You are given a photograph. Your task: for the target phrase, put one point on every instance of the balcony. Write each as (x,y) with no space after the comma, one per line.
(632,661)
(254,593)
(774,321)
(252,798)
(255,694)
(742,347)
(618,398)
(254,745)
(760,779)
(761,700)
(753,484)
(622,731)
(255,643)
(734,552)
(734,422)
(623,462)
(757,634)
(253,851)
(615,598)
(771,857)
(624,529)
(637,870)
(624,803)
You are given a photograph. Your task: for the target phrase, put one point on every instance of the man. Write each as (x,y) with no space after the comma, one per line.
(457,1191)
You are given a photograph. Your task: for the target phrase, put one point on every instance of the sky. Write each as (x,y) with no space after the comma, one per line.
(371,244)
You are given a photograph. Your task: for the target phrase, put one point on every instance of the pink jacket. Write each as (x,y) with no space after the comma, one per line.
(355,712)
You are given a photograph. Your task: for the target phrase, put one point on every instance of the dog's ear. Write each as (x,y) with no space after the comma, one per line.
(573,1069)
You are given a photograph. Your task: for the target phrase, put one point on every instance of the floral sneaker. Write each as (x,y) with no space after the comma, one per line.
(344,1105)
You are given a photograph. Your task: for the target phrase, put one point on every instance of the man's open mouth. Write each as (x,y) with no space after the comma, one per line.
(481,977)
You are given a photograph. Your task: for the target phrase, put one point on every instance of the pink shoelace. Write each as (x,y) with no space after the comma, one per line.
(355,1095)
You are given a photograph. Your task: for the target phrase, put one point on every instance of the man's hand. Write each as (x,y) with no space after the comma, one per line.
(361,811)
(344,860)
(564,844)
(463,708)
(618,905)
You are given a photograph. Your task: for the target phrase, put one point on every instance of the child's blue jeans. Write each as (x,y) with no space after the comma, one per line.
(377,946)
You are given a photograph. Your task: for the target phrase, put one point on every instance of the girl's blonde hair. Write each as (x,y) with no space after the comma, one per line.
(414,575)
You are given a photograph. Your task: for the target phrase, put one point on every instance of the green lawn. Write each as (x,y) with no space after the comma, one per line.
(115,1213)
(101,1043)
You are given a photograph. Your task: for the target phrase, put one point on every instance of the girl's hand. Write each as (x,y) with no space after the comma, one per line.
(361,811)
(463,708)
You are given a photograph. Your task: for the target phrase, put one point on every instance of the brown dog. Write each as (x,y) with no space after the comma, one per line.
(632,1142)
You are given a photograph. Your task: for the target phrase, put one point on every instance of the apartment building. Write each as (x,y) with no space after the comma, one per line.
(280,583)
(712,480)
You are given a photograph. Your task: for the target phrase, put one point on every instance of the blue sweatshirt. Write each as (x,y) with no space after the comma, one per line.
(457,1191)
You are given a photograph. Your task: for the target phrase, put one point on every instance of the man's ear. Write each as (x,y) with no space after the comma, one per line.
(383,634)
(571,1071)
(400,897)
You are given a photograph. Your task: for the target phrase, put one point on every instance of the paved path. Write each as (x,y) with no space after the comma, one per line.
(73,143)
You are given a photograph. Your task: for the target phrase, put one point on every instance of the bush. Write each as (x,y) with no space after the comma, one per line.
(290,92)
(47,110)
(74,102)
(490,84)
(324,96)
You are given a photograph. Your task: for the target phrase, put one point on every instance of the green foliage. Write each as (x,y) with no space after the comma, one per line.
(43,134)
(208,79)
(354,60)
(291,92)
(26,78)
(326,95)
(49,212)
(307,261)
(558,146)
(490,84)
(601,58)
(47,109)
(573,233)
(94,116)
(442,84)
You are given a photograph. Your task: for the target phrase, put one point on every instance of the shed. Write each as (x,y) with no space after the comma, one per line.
##########
To be done: Reproduce the entries above exactly.

Solution to this exercise:
You are given a photograph. Your task: for the target phrase, put one point on every instance of the balcony. Write each as (x,y) with no space after the comma, one per line.
(632,661)
(254,593)
(774,321)
(252,798)
(255,694)
(742,347)
(618,398)
(254,745)
(760,779)
(761,700)
(753,484)
(622,731)
(255,643)
(734,552)
(734,422)
(623,462)
(757,634)
(253,851)
(615,598)
(771,857)
(624,529)
(637,870)
(624,803)
You are given a photograph. Your task: for the target phrase, put one point on every instance of the man. Write each as (x,y) with no space after the comma, one per line.
(457,1191)
You are given a photograph. Your task: for the target phrase, put one point on every instance of the sky. Write each as (x,y) with no space after the comma, one per line.
(371,244)
You are given a photograph. Your task: for the target phrase, put one point on every instance of the pink jacket. Write each as (x,y) with no space after the comma, one per line.
(355,712)
You are given a photograph. Your task: for the target phrase, put one point on every instance of the dog's ear. Write each as (x,y) with no space after the comma, one per line.
(573,1069)
You are given a photograph. Your task: for the target phrase, put one point on every instance of the floral sneaker. Write each as (x,y) with no space after the comma, one per line.
(344,1105)
You are given a photograph. Your task: for the target phrase, put one point on every instance of the man's open mouth. Write each as (x,y) with no space after the comma, one per line.
(481,977)
You are given a photograph. Your task: for the target phrase, put one point on every instance of the pink shoelace. Write each as (x,y) with no space after the comma, one per line.
(355,1095)
You are given a photograph. Your task: for the target phrase, put one point on every instance of the man's hand. Write each as (x,y) with no space after the comma, one per line.
(361,811)
(344,860)
(564,844)
(463,708)
(618,905)
You are given a photograph. Your task: for the target phrase, put one point on every instance of the child's blue jeans. Write each as (x,y) with no space after the comma, one per line.
(377,946)
You are given a photograph. Your task: for the target phrase, put one point on every instance of the girl's blonde hair. Write each as (x,y) with no space after the comma, one per line.
(414,575)
You are given a photograph. Your task: for the target phrase, put one point on every instance of the green lawn. Write each as (x,y) with no space after the comma, one per line.
(115,1213)
(101,1043)
You are given a photograph. Your task: for the target phrase, put one point on every instance of the girl's hand. Write each as (x,y) with no space after the comma, one per line.
(361,811)
(463,708)
You are given a photograph. Your task: for the target phrase, put one point on every instance of the brown dog. Write each as (x,y) with no space after the comma, one per line.
(632,1142)
You are given a photograph. Your task: for the target phrase, put one point on every instance of the apartment building. Write each as (x,y) with no space after the comma, one per line.
(280,583)
(712,480)
You are given a photograph. Your task: for the target phrase, put one point on every instance of the blue sweatshirt. Write each as (x,y) with no space after the comma, one per line.
(457,1191)
You are given a photograph. Your task: for the target phrase, put one point on every instance of the man's ear. Write each as (x,y) with no space after the comma, one per line.
(383,634)
(571,1071)
(400,897)
You are given a photograph. Your task: for the target phrase, put one point on every instance of the paved path. Write each as (x,y) with no space after the comma, one per line.
(73,143)
You are given a photograph. Your task: for the target phrase, put one point on every instance of the bush. Write each as (x,y) with no space after the comma, one per line.
(290,92)
(47,110)
(74,102)
(490,84)
(324,96)
You are given a photograph. Your task: for the target phrase, put one point on every instance of the green foliage. Write each as (x,y) with no space after the comma, one per line.
(43,134)
(208,79)
(354,60)
(291,92)
(26,78)
(326,95)
(49,212)
(307,261)
(558,146)
(490,84)
(601,58)
(47,109)
(573,233)
(94,116)
(442,84)
You are given a photograph. Your task: for the target phrase, put one point on every instance of the shed. Write each as (x,y) with no space after the comma, one per line.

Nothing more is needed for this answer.